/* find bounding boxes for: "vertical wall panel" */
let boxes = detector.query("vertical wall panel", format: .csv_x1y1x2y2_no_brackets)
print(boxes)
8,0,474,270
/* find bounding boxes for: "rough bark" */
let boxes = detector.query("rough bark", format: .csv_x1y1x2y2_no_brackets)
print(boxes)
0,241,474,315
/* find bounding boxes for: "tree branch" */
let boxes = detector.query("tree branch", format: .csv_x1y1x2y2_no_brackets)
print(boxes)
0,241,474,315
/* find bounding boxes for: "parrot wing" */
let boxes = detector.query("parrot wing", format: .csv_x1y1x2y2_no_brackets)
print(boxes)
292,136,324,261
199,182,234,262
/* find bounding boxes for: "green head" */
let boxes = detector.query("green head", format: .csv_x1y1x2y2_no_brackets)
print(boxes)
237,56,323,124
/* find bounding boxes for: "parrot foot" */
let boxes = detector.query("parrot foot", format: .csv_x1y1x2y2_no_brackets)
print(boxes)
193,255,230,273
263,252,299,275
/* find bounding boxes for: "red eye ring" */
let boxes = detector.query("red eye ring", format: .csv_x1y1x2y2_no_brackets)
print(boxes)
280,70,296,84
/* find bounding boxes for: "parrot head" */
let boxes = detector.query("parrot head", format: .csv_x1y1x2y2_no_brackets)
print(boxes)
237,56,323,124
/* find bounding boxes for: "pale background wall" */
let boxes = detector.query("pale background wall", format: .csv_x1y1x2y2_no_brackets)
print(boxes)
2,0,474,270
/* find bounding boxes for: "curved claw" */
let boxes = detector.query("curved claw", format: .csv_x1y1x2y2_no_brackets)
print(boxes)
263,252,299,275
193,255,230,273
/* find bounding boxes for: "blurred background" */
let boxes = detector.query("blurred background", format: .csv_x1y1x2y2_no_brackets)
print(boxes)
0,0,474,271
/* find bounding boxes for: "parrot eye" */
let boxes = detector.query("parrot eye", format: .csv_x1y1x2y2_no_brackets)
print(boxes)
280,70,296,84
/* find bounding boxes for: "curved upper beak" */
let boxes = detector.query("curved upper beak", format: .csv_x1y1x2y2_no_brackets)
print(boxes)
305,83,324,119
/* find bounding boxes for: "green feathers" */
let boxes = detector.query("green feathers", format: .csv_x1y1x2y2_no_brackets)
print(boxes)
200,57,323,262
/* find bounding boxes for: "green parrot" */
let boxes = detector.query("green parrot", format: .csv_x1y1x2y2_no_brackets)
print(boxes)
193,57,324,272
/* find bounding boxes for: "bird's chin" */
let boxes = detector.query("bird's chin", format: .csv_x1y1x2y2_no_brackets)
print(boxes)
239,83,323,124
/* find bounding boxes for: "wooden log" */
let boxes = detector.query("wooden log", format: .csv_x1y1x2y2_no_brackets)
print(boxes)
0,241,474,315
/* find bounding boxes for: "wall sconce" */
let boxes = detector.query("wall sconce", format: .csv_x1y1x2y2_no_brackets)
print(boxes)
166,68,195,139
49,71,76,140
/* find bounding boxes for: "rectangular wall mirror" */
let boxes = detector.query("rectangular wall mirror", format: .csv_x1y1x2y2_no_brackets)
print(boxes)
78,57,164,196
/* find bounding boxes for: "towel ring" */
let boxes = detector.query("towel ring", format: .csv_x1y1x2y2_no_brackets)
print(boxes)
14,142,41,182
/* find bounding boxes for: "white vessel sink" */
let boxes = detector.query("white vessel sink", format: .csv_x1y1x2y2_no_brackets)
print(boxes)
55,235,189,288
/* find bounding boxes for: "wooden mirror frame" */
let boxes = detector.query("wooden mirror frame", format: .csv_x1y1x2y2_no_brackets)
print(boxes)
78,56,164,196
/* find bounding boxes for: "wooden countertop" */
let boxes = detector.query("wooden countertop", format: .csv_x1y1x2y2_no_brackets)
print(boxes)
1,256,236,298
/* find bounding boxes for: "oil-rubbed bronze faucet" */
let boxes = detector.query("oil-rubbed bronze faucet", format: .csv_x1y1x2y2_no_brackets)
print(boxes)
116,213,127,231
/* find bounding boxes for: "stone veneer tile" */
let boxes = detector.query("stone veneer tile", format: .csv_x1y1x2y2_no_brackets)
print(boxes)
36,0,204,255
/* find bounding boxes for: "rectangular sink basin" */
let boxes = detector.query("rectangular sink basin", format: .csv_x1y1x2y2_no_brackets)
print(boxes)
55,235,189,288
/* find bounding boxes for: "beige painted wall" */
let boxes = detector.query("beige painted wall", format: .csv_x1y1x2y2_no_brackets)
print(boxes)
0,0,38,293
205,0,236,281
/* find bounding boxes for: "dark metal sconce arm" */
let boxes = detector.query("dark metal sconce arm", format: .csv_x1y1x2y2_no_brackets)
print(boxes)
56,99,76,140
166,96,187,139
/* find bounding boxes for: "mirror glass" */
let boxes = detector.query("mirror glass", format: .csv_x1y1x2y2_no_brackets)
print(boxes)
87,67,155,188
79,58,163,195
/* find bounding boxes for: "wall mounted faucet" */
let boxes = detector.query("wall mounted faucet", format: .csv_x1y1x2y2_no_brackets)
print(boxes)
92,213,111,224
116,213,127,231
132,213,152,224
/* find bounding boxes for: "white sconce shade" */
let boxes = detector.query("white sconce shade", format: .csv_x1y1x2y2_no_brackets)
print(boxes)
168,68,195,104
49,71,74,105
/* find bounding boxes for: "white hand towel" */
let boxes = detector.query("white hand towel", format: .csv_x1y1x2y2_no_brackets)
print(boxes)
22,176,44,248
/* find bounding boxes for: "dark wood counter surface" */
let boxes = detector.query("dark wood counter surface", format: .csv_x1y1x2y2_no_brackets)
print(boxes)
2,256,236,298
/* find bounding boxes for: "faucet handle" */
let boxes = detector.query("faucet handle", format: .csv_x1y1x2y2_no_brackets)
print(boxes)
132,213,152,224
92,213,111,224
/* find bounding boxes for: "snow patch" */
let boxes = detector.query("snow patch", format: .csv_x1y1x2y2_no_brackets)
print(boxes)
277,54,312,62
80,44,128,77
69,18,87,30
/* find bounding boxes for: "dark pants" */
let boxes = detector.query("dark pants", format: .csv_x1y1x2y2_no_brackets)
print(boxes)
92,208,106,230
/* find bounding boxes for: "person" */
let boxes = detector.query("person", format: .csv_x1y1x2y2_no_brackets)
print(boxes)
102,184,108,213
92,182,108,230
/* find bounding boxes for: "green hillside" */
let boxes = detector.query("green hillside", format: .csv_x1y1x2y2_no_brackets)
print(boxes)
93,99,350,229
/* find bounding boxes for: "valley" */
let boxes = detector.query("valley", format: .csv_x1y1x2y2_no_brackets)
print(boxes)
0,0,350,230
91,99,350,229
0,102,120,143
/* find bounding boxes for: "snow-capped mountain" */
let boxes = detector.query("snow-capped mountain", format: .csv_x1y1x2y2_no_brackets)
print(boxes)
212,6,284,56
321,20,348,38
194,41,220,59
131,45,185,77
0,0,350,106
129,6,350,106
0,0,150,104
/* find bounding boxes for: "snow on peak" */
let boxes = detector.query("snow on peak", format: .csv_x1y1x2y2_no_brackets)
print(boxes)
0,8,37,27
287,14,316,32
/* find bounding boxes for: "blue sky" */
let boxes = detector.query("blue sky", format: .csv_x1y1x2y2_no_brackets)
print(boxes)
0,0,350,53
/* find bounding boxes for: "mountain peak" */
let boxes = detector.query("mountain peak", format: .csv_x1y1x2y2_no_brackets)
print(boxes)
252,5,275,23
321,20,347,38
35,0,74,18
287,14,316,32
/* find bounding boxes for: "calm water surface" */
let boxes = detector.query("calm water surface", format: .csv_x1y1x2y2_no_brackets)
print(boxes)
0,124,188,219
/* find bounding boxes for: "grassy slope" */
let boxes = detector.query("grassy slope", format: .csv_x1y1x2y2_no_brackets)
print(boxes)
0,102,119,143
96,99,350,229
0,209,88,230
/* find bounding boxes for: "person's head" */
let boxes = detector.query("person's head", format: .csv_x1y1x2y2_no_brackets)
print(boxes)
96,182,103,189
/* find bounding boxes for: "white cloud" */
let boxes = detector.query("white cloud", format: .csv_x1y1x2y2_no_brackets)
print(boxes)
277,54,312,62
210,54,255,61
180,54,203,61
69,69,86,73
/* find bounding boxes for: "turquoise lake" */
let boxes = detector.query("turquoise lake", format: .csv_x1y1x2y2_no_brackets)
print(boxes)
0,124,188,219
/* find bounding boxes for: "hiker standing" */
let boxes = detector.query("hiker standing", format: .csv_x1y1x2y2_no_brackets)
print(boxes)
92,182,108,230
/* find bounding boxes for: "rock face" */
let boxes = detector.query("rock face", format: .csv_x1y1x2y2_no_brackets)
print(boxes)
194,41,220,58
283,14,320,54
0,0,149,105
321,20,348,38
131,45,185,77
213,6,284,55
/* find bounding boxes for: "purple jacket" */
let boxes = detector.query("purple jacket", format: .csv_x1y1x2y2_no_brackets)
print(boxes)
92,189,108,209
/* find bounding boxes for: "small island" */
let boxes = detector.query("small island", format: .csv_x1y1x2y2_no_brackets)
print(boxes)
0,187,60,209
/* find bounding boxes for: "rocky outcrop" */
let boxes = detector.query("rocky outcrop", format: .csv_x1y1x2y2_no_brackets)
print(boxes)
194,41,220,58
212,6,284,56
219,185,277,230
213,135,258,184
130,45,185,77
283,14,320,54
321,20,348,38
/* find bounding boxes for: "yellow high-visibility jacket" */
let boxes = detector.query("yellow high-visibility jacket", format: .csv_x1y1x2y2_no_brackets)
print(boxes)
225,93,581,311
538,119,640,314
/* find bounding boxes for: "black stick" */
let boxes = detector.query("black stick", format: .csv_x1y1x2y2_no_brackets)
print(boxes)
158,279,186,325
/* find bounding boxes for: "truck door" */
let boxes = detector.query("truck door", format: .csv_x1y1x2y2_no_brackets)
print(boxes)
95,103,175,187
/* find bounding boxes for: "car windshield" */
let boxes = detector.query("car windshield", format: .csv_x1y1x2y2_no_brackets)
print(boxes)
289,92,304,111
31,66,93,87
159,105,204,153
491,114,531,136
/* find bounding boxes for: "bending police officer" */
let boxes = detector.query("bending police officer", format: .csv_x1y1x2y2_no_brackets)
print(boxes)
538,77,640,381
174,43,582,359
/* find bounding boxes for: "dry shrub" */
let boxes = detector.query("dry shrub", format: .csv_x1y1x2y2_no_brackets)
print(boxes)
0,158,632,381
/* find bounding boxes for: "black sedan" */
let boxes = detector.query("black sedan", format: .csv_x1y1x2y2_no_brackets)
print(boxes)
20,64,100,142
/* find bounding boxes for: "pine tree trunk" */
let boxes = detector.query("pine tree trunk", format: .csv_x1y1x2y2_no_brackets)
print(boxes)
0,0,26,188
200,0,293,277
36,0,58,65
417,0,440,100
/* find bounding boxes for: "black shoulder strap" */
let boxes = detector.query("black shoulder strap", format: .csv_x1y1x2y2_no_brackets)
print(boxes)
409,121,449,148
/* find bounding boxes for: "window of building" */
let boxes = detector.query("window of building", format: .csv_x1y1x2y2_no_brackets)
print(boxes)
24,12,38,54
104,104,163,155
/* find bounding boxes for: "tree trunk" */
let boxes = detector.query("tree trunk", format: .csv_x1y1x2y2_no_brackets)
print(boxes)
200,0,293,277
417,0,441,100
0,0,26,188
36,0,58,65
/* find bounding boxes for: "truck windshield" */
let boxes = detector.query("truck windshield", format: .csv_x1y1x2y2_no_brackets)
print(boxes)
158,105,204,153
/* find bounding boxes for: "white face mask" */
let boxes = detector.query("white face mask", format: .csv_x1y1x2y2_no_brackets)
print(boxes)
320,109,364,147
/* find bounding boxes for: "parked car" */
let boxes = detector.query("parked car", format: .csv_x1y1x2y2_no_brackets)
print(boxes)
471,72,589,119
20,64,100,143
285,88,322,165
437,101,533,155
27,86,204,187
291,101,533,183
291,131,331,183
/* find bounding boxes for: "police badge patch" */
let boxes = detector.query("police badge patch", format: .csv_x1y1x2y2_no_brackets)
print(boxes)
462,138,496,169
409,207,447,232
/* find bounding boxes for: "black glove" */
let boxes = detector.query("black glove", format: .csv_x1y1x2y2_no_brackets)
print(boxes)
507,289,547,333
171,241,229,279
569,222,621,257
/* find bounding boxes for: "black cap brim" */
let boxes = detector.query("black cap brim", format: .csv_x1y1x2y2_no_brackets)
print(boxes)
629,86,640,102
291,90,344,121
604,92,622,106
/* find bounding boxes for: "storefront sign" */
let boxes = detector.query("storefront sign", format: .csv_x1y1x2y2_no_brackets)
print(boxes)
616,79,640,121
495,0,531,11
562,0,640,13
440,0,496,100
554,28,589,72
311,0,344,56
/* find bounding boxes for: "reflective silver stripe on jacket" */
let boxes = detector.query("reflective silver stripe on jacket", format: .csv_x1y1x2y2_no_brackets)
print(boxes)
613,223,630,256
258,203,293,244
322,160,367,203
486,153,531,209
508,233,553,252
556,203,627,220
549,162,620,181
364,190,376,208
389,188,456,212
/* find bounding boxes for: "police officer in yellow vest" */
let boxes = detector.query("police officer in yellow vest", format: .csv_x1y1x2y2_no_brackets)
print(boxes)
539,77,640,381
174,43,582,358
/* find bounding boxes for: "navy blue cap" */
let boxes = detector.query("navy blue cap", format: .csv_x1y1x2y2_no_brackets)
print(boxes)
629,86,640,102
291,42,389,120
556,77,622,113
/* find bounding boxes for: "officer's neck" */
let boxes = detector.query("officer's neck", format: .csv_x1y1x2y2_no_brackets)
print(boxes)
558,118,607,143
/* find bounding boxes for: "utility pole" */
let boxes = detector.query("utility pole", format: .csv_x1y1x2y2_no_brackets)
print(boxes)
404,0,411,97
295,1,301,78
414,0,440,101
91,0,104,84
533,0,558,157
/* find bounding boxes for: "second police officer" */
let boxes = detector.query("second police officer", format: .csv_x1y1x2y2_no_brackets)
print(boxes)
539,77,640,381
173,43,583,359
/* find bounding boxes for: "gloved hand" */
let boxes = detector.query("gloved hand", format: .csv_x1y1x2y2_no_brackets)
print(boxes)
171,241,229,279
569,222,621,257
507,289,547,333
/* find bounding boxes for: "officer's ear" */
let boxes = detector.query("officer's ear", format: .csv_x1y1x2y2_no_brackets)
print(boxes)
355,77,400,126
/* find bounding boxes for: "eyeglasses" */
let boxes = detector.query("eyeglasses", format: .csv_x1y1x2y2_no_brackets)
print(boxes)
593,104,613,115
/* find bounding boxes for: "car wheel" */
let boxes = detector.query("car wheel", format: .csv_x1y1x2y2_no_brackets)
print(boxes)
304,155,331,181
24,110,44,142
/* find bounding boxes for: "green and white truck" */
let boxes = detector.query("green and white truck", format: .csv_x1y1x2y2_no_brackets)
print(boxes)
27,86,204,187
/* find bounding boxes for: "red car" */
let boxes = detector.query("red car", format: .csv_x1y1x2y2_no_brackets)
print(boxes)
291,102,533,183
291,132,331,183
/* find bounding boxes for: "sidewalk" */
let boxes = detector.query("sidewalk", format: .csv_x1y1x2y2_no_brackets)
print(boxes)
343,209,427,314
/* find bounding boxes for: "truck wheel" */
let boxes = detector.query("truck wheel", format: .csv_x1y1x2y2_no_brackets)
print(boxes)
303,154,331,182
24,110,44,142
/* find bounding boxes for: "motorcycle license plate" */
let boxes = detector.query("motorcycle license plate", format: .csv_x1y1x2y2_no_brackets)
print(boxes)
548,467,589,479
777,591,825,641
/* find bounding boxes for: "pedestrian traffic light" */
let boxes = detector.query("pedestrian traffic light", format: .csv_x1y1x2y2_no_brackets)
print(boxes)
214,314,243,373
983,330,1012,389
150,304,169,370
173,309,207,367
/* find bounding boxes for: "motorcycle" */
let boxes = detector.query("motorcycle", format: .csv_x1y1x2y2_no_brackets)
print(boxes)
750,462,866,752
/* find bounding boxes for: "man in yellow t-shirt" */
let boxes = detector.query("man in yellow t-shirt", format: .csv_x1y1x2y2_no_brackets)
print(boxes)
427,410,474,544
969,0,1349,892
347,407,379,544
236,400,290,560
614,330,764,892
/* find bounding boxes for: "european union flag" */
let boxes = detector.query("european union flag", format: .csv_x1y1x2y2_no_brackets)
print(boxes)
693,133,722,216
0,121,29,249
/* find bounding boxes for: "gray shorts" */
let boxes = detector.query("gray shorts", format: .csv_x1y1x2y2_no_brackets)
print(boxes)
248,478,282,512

────────

### The problem
Gather every line from the items above that contains the string "traffic".

### Correct answer
/* find bounding boxes for: "pedestrian traffic light" */
let boxes = detector.query("pedestrian traffic light", format: .csv_x1y1x2y2_no_brackets)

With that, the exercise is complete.